• [GIVEN INSTRUCTION]: Extract all records. Keep each one exact.

Stored dataset items:
/---
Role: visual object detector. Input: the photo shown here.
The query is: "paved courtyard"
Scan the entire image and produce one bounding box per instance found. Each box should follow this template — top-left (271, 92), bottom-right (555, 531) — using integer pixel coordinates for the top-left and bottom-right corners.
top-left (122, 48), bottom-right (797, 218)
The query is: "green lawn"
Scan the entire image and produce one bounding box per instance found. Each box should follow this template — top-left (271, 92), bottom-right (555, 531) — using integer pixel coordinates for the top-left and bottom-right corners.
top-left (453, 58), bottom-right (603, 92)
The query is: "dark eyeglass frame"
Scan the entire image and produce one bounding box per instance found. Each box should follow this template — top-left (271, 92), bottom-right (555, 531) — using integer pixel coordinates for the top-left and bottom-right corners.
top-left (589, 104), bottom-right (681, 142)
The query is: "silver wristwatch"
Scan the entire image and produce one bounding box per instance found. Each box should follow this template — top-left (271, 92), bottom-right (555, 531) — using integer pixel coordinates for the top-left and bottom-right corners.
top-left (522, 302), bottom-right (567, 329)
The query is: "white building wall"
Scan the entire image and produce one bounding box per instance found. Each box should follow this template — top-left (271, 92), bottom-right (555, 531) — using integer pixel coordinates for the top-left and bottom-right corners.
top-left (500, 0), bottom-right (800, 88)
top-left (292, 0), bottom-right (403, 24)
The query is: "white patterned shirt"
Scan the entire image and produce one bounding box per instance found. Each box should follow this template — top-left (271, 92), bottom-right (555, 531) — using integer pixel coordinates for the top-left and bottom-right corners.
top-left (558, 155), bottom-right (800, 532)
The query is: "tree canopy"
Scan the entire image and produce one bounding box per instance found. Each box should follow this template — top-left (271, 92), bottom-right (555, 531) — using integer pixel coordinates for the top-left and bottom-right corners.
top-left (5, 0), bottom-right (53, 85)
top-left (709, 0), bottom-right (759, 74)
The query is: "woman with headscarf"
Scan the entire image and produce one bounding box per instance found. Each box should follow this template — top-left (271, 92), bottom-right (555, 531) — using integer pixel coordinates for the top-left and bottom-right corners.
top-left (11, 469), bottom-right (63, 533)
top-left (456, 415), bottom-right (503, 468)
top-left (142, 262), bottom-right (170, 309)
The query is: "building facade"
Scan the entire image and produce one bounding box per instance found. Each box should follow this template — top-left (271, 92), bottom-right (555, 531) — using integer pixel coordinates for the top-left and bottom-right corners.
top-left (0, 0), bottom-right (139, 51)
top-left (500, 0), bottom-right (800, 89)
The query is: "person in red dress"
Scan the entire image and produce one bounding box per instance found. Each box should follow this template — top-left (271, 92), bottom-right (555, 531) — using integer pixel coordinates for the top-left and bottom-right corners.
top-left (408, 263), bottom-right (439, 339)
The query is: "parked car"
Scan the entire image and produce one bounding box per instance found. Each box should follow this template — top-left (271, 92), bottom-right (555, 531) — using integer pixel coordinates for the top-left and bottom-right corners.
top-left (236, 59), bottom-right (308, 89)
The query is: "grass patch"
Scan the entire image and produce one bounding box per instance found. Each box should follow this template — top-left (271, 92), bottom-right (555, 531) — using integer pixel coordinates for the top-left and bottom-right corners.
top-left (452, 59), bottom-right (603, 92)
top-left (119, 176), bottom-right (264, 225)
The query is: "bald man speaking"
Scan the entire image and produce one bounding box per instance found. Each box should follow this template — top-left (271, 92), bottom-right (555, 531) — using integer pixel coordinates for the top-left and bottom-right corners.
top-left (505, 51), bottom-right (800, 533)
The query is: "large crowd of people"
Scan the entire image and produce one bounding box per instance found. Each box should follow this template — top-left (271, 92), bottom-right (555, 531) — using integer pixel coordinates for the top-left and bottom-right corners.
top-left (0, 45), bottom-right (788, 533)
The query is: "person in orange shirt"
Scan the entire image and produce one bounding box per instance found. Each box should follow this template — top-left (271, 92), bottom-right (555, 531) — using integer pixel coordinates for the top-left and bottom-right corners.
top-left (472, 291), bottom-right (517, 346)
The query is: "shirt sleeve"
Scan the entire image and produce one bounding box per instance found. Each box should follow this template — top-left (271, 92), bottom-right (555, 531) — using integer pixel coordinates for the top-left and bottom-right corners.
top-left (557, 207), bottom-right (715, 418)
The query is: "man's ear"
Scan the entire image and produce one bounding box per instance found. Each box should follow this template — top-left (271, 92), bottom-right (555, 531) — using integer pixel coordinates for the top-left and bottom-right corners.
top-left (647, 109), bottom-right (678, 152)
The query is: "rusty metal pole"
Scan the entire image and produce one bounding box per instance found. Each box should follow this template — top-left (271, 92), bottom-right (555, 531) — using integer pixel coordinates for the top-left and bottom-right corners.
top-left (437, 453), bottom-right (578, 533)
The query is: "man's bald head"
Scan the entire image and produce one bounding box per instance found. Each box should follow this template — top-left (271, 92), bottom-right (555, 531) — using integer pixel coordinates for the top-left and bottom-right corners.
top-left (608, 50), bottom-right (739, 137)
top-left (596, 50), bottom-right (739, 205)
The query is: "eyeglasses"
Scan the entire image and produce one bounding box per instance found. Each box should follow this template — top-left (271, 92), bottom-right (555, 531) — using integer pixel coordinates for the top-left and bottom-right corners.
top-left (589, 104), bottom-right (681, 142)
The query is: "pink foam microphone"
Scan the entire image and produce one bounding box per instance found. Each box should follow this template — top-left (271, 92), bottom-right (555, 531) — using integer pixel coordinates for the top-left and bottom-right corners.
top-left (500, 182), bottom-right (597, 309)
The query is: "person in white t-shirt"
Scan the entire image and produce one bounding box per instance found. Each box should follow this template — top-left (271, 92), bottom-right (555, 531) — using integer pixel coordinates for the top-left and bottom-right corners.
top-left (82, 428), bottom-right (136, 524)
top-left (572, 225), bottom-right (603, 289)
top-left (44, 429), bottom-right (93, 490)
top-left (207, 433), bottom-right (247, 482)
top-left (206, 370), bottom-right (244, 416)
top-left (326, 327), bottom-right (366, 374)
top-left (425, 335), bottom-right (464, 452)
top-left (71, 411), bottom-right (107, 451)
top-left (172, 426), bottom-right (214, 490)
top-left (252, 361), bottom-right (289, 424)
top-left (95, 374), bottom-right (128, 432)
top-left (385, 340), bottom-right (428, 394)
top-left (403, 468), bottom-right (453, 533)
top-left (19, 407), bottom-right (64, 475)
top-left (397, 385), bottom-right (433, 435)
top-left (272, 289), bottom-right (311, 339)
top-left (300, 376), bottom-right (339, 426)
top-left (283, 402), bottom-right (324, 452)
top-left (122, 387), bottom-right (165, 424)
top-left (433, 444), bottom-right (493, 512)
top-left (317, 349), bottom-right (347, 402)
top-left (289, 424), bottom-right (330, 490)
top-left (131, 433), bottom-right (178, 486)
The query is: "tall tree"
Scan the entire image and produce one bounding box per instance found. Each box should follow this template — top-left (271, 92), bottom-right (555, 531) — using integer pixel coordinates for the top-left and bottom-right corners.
\---
• [WRITTEN RESPONSE]:
Role: visual object detector. Input: the photo shown here.
The query is: "paved courtyard"
Scan the entire image and produce one bounding box per instance found. Each box should follow this template — top-left (271, 92), bottom-right (555, 531) — using integer pixel coordinates for the top-left and bottom-right corners.
top-left (122, 48), bottom-right (797, 218)
The query is: "green lawn"
Scan the entire image and produce one bounding box per instance found. Each box should follow this template — top-left (271, 92), bottom-right (555, 531) — using integer pixel coordinates for the top-left and bottom-right corners.
top-left (453, 58), bottom-right (603, 92)
The query is: "dark eyeglass frame"
Scan the entire image and produce one bounding box per instance found. Each box should follow this template — top-left (271, 92), bottom-right (555, 531) — using integer pixel coordinates for the top-left and bottom-right corners.
top-left (589, 104), bottom-right (681, 142)
The query is: "silver wristwatch"
Scan the entire image and produce one bounding box per instance found. Each box should follow this template — top-left (271, 92), bottom-right (555, 531) — using integer pixel coordinates for the top-left and bottom-right corners.
top-left (522, 302), bottom-right (567, 329)
The query is: "white building wall"
Scan the entire image and produce one bounding box per instance found. Each box should follow this template — top-left (271, 92), bottom-right (555, 531) — using integer pixel coordinates for the top-left and bottom-right corners.
top-left (500, 0), bottom-right (800, 88)
top-left (292, 0), bottom-right (403, 24)
The query is: "white patterned shirt"
Scan the entire image and produce one bounding box per instance found. Each box should follow this template — top-left (271, 92), bottom-right (555, 531) — using integer pixel coordinates for the top-left and bottom-right corners.
top-left (558, 155), bottom-right (800, 532)
The query is: "tree canopy"
Scan the entire image and produce one bounding box per instance found. Each box should follow this template — top-left (271, 92), bottom-right (555, 531) — using integer pixel coordinates for the top-left and bottom-right corners.
top-left (5, 0), bottom-right (53, 85)
top-left (709, 0), bottom-right (759, 74)
The query is: "woman with headscarf"
Scan the entire image and produce one bounding box per instance found. Each box should follow this template — top-left (271, 92), bottom-right (555, 531) — using integer pixel coordinates for the top-left and bottom-right corners.
top-left (11, 469), bottom-right (63, 533)
top-left (456, 415), bottom-right (503, 468)
top-left (142, 262), bottom-right (170, 309)
The query is: "building facade"
Scan the entire image and produce one bounding box per instance found. Each box should follow this template — top-left (271, 92), bottom-right (555, 531) — using integer pixel coordinates for the top-left and bottom-right corners.
top-left (0, 0), bottom-right (139, 51)
top-left (500, 0), bottom-right (800, 89)
The query is: "person in red dress"
Scan the entire image and produce one bounding box per instance found. Each box should follow this template — top-left (271, 92), bottom-right (555, 531) — using integer pixel coordinates for the top-left and bottom-right corners.
top-left (408, 263), bottom-right (439, 339)
The query is: "parked car"
Scan the entire image and produce one bounding box per instance found. Each box should follow this template — top-left (271, 92), bottom-right (555, 531) — using integer pixel coordinates for the top-left and bottom-right corners.
top-left (236, 59), bottom-right (308, 89)
The query is: "grass patch"
Scan the entire image and produce one bounding box per instance found. Each box should follow this template — top-left (271, 92), bottom-right (555, 531) — using integer pixel coordinates for the top-left and bottom-right corners.
top-left (452, 59), bottom-right (603, 92)
top-left (119, 176), bottom-right (264, 225)
The query is: "bald man speaking"
Scan the entire image and produce one bounding box per instance found. Each box should follow this template — top-left (271, 92), bottom-right (555, 531) — using integer pixel coordinates for the top-left and bottom-right corners.
top-left (505, 51), bottom-right (800, 533)
The query is: "large crowd of people"
Scan the entire image and produce one bounding box per instance found. Each box should follow this template — top-left (271, 92), bottom-right (555, 531) — using integer pixel coordinates for the top-left and bottom-right corners.
top-left (0, 45), bottom-right (788, 533)
The query is: "person in orange shirt"
Scan the entire image and produce one bounding box per instance found. Each box should follow this template — top-left (271, 92), bottom-right (555, 531) — using integer pixel coordinates for the top-left and bottom-right corners.
top-left (472, 291), bottom-right (517, 346)
The query is: "shirt sleeve"
Scan the entire image and produce one bounding box per instance found. Each box should follow this template — top-left (271, 92), bottom-right (555, 531) — using integer pixel coordinates for the top-left and bottom-right corners.
top-left (557, 207), bottom-right (715, 418)
The query is: "man's ear"
Scan the entire image and produce one bounding box per instance found. Each box should follow this template — top-left (271, 92), bottom-right (555, 531) — using integer pixel coordinates for the top-left and bottom-right corners.
top-left (647, 109), bottom-right (678, 152)
The query is: "rusty metal pole"
Scan the entire image and produce one bounding box per instance found. Each box should follow this template — top-left (271, 92), bottom-right (555, 531) — using integer pixel coordinates for the top-left and bottom-right corners.
top-left (437, 453), bottom-right (578, 533)
The query is: "man's bald head"
Scan the entire image and produce one bounding box per instance found. Each box should follow this template — top-left (271, 92), bottom-right (555, 531) — using integer pixel coordinates for the top-left and bottom-right corners.
top-left (608, 50), bottom-right (739, 137)
top-left (596, 50), bottom-right (739, 205)
The query is: "eyeglasses"
Scan the entire image and produce one bounding box per instance found. Each box should follow this template — top-left (271, 92), bottom-right (555, 531) — using integer pixel coordinates for the top-left and bottom-right corners.
top-left (589, 104), bottom-right (681, 142)
The query is: "pink foam microphone"
Scan the entire image and produce one bounding box per instance found. Each box should follow this template — top-left (271, 92), bottom-right (555, 531) — using integer pixel coordinates for the top-left and bottom-right corners.
top-left (500, 182), bottom-right (597, 309)
The query is: "person in white t-shirt"
Scan the entire image and produce one bounding box per instance found. Each box should follow this template — top-left (271, 92), bottom-right (555, 531) — using integer pixel coordinates for the top-left and bottom-right corners.
top-left (82, 428), bottom-right (136, 524)
top-left (572, 225), bottom-right (603, 289)
top-left (44, 429), bottom-right (93, 490)
top-left (207, 433), bottom-right (247, 482)
top-left (206, 370), bottom-right (244, 416)
top-left (326, 327), bottom-right (366, 374)
top-left (425, 335), bottom-right (464, 452)
top-left (71, 411), bottom-right (107, 451)
top-left (172, 426), bottom-right (214, 490)
top-left (252, 361), bottom-right (289, 424)
top-left (95, 374), bottom-right (128, 432)
top-left (385, 340), bottom-right (428, 394)
top-left (403, 468), bottom-right (453, 533)
top-left (19, 407), bottom-right (64, 475)
top-left (397, 385), bottom-right (433, 435)
top-left (272, 289), bottom-right (311, 339)
top-left (300, 376), bottom-right (339, 426)
top-left (283, 402), bottom-right (324, 452)
top-left (122, 387), bottom-right (165, 424)
top-left (433, 444), bottom-right (493, 512)
top-left (317, 349), bottom-right (347, 402)
top-left (289, 424), bottom-right (330, 490)
top-left (131, 433), bottom-right (178, 486)
The query is: "tall tree"
Scan the entire image and produce one bounding box per instance found. Each box should follow this template — top-left (271, 92), bottom-right (555, 531) — using integer pixel coordinates for the top-left and bottom-right corners.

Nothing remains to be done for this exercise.